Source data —
==*==
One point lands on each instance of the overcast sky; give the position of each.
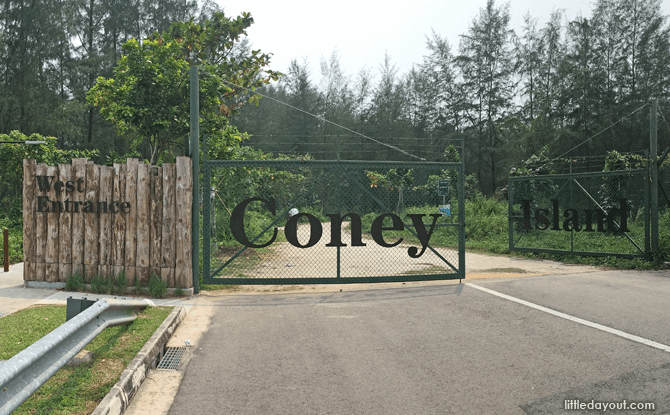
(361, 31)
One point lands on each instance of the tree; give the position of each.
(487, 69)
(148, 98)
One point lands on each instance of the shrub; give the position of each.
(75, 282)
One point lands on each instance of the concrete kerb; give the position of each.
(87, 287)
(119, 397)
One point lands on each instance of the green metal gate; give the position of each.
(591, 214)
(332, 222)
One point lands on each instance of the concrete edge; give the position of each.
(119, 397)
(186, 292)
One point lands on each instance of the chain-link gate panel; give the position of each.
(303, 222)
(595, 214)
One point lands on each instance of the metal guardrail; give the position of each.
(24, 373)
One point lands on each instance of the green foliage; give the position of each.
(77, 390)
(157, 287)
(75, 282)
(148, 97)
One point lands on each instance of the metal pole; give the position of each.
(6, 248)
(653, 154)
(195, 158)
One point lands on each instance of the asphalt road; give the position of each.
(440, 349)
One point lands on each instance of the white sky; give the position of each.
(362, 31)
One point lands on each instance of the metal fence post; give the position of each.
(195, 158)
(5, 245)
(653, 150)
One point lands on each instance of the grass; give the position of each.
(77, 390)
(157, 287)
(75, 282)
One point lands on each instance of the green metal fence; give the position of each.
(309, 221)
(595, 214)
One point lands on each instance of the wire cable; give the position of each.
(330, 122)
(595, 135)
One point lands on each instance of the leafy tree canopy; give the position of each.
(147, 100)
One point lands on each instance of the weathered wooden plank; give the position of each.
(91, 221)
(78, 232)
(29, 271)
(119, 219)
(183, 277)
(184, 196)
(40, 271)
(53, 207)
(40, 230)
(105, 271)
(168, 235)
(143, 232)
(143, 273)
(29, 209)
(131, 217)
(131, 275)
(156, 216)
(105, 215)
(167, 275)
(117, 269)
(154, 271)
(65, 223)
(64, 272)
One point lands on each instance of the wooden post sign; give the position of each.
(98, 220)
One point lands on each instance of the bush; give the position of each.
(75, 282)
(101, 285)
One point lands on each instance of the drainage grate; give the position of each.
(172, 358)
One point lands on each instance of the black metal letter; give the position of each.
(237, 222)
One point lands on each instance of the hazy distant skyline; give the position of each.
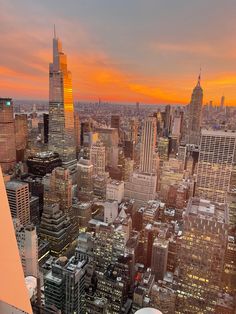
(128, 50)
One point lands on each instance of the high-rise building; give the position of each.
(110, 139)
(98, 158)
(215, 164)
(21, 131)
(58, 189)
(7, 135)
(201, 256)
(115, 190)
(27, 241)
(195, 114)
(77, 132)
(45, 127)
(141, 187)
(115, 122)
(18, 198)
(11, 272)
(40, 164)
(61, 108)
(159, 258)
(55, 228)
(85, 182)
(222, 102)
(148, 146)
(65, 285)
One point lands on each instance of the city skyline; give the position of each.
(129, 61)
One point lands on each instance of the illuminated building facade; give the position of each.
(27, 241)
(7, 135)
(42, 163)
(85, 182)
(65, 285)
(201, 256)
(21, 131)
(61, 108)
(98, 158)
(195, 114)
(58, 189)
(18, 198)
(148, 146)
(215, 164)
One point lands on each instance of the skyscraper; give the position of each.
(61, 108)
(215, 164)
(7, 135)
(65, 285)
(18, 198)
(58, 189)
(98, 158)
(148, 146)
(195, 114)
(27, 241)
(201, 256)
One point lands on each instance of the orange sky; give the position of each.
(134, 56)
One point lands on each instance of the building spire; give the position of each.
(54, 31)
(199, 77)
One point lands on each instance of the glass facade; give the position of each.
(61, 109)
(7, 135)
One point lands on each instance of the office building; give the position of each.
(18, 198)
(11, 271)
(115, 190)
(45, 127)
(21, 133)
(77, 133)
(141, 187)
(115, 122)
(27, 241)
(7, 135)
(98, 158)
(40, 164)
(201, 256)
(110, 139)
(159, 258)
(61, 109)
(148, 146)
(195, 114)
(215, 164)
(85, 182)
(58, 189)
(65, 285)
(55, 228)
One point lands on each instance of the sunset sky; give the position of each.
(121, 50)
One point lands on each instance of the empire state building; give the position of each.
(61, 108)
(195, 114)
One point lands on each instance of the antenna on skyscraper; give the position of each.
(54, 31)
(199, 76)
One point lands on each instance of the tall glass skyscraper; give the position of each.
(195, 114)
(7, 135)
(61, 109)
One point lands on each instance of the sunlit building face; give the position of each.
(61, 109)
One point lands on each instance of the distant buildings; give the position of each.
(42, 163)
(195, 114)
(148, 146)
(98, 158)
(115, 190)
(19, 201)
(201, 256)
(61, 111)
(7, 135)
(215, 165)
(27, 241)
(65, 285)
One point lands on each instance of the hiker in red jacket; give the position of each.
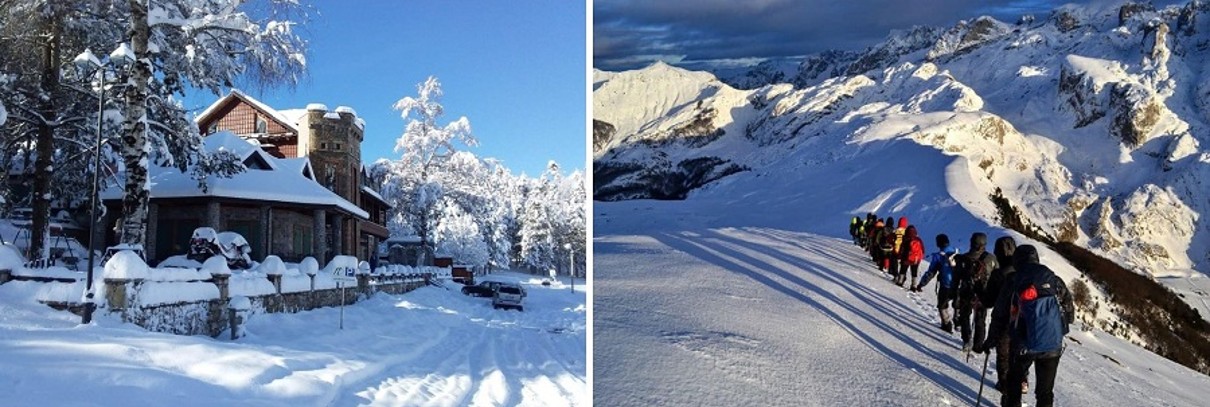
(911, 252)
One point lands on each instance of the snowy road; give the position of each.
(430, 347)
(731, 316)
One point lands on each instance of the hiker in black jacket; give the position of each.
(974, 268)
(1004, 247)
(1033, 308)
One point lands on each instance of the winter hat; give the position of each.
(1025, 254)
(1004, 248)
(978, 241)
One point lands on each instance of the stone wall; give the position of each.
(215, 316)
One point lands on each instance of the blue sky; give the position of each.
(516, 69)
==*==
Exercise description —
Rename "stone wall" to "rock wall" in the listing, from the line with "One point lands on each instance of the snowy" through the end of the listing, and write out only those lines with nothing else changed.

Task output —
One point lands on each instance of the snowy road; give the position of each.
(430, 347)
(731, 316)
One point lands on each instance of the hiker in black jacket; give the position of each.
(974, 268)
(1004, 247)
(1033, 308)
One point lands on each instance of the winter hat; give the position of each.
(1025, 254)
(1004, 248)
(978, 241)
One point lands on each instance of the rock wall; give the position of each.
(215, 316)
One point lands on each instance of the blue sky; give the position of each.
(516, 69)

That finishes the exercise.